- [INSTRUÇÕES DO EXERCÍCIO]: Segundo o texto do exercício, em que ano os restos de Thanos simonattoi foram completamente descritos?

- [TEXTO DO EXERCÍCIO]:

#####

O período é o Cretáceo. A idade é o Santoniano, há mais ou menos 85 milhões de anos. O local é o noroeste paulista, região de Ibirá, onde viveu um predador cujo nome inspira morte (do grego thánato), mas também o nome de um dos grandes vilões da Marvel, que já deu muito trabalho para a equipe de super-heróis Os Vingadores.
Thanos simonattoi foi um dinossauro carnívoro (terópode) do grupo dos abelissauros (répteis de Abel) que viveu no fim da Era dos Dinossauros em terras brasileiras. Thanos foi descoberto por uma equipe do Museu de Paleontologia ‘Prof. Antônio Celso de Arruda Campos’, na cidade de Monte Alto, e parcialmente descrito em 2014 por paleontólogos da Argentina e do Brasil. No entanto, apenas em 2018 é que seus restos foram completamente descritos por paleontólogos da Unicamp (Dr Rafael Delcourt) e de Monte Alto (Dr Fabiano Iori, também presente na descoberta e descrição parcial de 2014). Esse dinossauro representa uma novidade em termos de Brasil e para o próprio grupo em que faz parte.
No que diz respeito à novidade brasileira, Thanos é a primeira espécie de dinossauro carnívoro descrita formalmente para o Grupo Bauru, unidade geológica do Período Cretáceo Superior. Essa unidade geológica abrange partes dos estados de São Paulo, Minas Gerais, Mato Grosso do Sul, Paraná, Goiás e parte do Paraguai. Até o presente momento eram conhecidas diversas espécies de dinossauros saurópodes (os “pescoçudos”) dessa unidade geológica, como por exemplo o Austroposeidon e o Maxakalisaurus; além de muitas espécies de crocodilos. No entanto, os restos de dinossauros terópodes ainda eram muito escassos e não diagnosticáveis. Thanos, apesar de ser representado por poucos materiais, mudou esse paradigma, e hoje é a primeira espécie de terópode oficial.

#####

- [DADOS FORNECIDOS]:
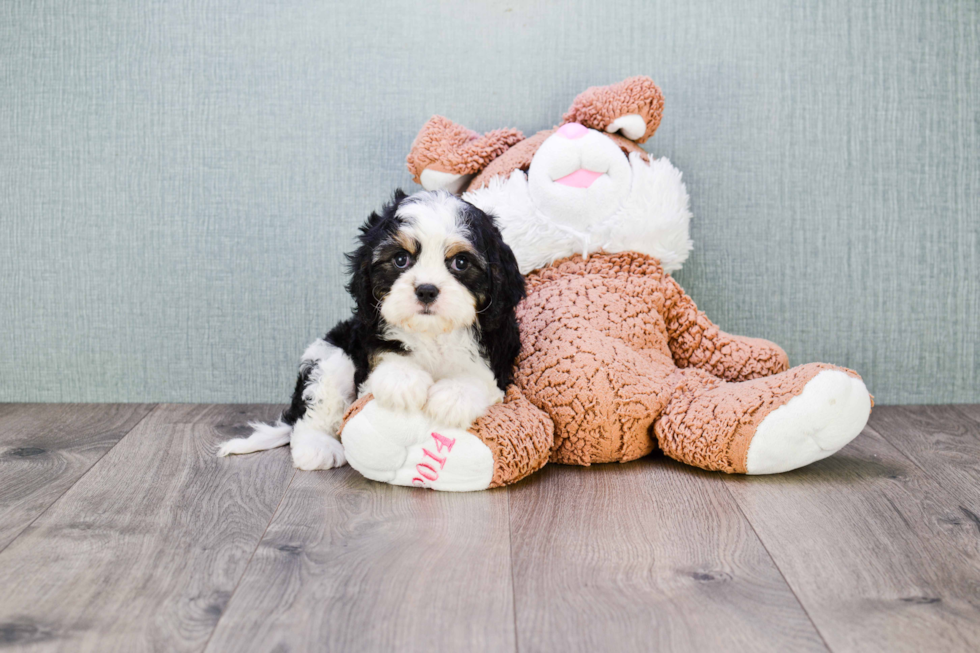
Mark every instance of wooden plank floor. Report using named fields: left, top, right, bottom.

#####

- [RESPOSTA]: Em 2018.